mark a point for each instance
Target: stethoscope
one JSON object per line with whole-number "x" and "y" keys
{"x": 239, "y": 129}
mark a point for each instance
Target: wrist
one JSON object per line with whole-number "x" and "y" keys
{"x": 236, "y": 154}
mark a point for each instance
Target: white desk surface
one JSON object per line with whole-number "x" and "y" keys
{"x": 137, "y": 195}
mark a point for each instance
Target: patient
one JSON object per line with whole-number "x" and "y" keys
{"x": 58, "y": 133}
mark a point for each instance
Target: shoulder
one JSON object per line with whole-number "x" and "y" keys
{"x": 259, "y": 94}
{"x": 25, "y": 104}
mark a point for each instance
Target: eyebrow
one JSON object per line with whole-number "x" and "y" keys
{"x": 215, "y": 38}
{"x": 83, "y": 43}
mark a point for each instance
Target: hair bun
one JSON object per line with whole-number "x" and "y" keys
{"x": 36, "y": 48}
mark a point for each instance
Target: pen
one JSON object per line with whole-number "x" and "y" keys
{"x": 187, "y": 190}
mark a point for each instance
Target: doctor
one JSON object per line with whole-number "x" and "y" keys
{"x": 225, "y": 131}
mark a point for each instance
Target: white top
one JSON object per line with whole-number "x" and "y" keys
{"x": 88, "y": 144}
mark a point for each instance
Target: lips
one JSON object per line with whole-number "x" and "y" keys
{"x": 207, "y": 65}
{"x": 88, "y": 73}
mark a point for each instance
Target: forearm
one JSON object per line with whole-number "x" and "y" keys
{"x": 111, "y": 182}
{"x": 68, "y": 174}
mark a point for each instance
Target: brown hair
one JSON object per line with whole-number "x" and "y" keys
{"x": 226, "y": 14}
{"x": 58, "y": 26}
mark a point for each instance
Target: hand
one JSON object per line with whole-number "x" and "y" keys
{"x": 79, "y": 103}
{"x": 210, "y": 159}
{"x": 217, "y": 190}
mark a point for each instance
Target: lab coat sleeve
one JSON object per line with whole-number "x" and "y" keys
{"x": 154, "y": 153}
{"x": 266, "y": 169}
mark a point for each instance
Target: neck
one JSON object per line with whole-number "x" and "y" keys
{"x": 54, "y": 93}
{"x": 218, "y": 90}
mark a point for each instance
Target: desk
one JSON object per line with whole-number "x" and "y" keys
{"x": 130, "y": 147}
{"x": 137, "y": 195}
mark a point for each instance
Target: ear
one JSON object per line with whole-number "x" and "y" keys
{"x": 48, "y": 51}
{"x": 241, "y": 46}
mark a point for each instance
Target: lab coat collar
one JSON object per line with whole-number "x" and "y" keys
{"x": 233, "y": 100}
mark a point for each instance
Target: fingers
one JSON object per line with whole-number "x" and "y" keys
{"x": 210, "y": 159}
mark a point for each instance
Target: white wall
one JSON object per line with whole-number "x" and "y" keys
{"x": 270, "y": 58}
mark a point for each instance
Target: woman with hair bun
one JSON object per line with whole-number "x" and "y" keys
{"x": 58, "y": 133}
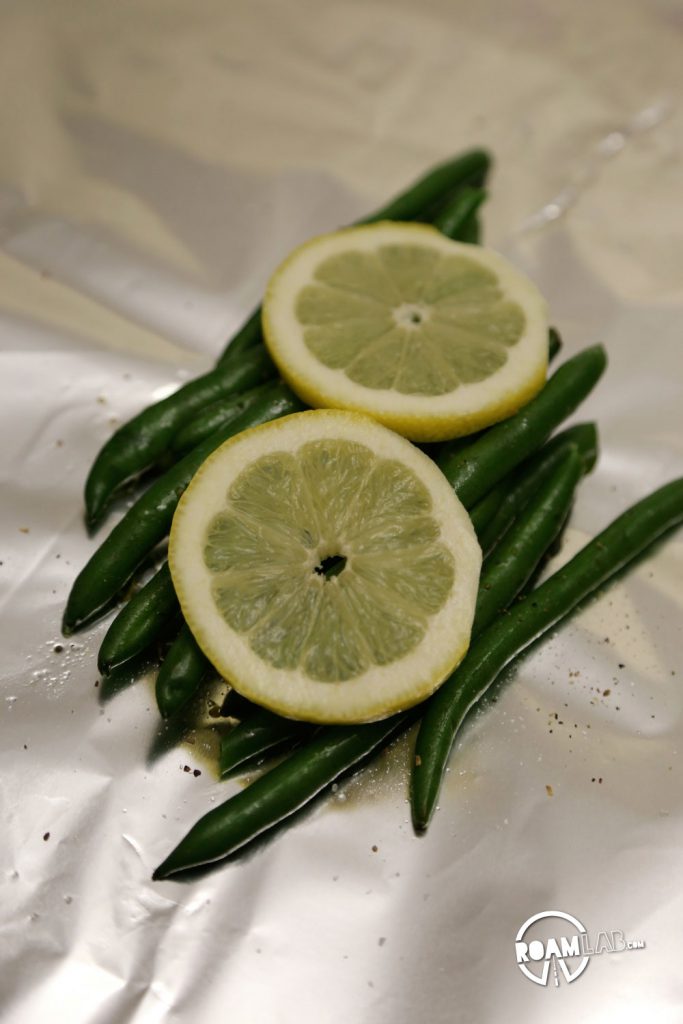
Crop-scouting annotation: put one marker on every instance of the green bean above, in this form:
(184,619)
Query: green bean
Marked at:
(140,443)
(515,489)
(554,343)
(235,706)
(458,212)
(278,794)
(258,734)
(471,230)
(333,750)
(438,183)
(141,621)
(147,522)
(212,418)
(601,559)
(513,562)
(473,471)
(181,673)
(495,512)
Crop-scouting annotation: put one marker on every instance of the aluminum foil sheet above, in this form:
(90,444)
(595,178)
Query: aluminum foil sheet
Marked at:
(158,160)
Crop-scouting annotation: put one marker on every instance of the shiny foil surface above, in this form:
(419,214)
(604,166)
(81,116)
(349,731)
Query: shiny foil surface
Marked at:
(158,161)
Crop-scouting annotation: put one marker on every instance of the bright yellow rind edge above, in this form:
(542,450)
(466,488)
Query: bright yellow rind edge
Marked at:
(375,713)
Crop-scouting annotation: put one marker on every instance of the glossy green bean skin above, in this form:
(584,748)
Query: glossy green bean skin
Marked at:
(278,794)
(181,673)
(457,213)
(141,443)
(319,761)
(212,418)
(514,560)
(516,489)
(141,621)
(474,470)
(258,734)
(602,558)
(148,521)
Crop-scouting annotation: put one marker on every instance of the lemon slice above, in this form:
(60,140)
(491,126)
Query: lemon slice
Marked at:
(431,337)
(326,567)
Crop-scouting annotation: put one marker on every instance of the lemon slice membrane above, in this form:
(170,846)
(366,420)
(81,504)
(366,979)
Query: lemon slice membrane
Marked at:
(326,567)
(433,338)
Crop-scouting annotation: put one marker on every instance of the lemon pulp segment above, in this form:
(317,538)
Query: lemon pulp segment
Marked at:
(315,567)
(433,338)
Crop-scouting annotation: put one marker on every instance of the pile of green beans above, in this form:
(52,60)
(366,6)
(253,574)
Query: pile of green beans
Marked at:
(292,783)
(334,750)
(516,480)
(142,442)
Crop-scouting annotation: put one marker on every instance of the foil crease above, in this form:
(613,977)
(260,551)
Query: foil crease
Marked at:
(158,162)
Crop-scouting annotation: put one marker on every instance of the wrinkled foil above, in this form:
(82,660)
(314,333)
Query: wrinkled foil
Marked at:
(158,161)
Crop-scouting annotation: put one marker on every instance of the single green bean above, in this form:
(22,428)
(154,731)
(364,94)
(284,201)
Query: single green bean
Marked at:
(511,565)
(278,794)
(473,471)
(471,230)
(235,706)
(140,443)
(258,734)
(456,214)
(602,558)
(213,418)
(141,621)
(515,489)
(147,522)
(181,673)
::::
The problem: Return exactly the lines from the one containing "of the glossy" to the last line of the data, and nothing more.

Solution to the problem:
Crop-scouting annotation: put one marker on every instance of the glossy green bean skin above, in this form:
(584,748)
Query: glossy green bean skin
Marked at:
(278,794)
(181,673)
(457,213)
(141,443)
(319,761)
(212,418)
(514,560)
(516,489)
(141,621)
(474,470)
(258,734)
(602,558)
(148,521)
Crop-scouting annotation: put one marker on every instance of the lemon slice above, in this form:
(60,140)
(491,126)
Query: lemon slice
Marked at:
(431,337)
(326,567)
Crop-scouting annotation: put one marker on every instance of the lemon slice membrane above, in this form:
(170,846)
(366,420)
(81,504)
(366,979)
Query: lemon slice membrane
Marked at:
(326,567)
(433,338)
Crop-scouting annotation: put one marker on every instance of the lemon pulp segment above, in this form:
(317,538)
Query: lemon pulp segment
Marked at:
(315,567)
(433,338)
Crop-scouting annotation: put one marker on every instance of the pile of green beans above, in this form:
(52,60)
(366,6)
(253,574)
Query: pile of green beans
Marked at:
(292,783)
(334,750)
(516,480)
(142,442)
Crop-scouting annotation: put one marker on every instance of the foil crease above, in this form:
(613,977)
(260,551)
Query: foil crease
Marked at:
(158,162)
Crop-scouting annotation: put one marker on every instance of the wrinkled foil above, in this form:
(82,660)
(314,333)
Query: wrinkled foil
Marked at:
(158,161)
Crop-scouting annotation: put one marker on every instance of the single green bean above, in this form:
(22,428)
(154,731)
(364,94)
(284,201)
Query: single green bean
Marked at:
(511,565)
(278,794)
(473,471)
(471,230)
(235,706)
(140,443)
(258,734)
(456,214)
(602,558)
(213,418)
(141,621)
(515,489)
(147,522)
(181,673)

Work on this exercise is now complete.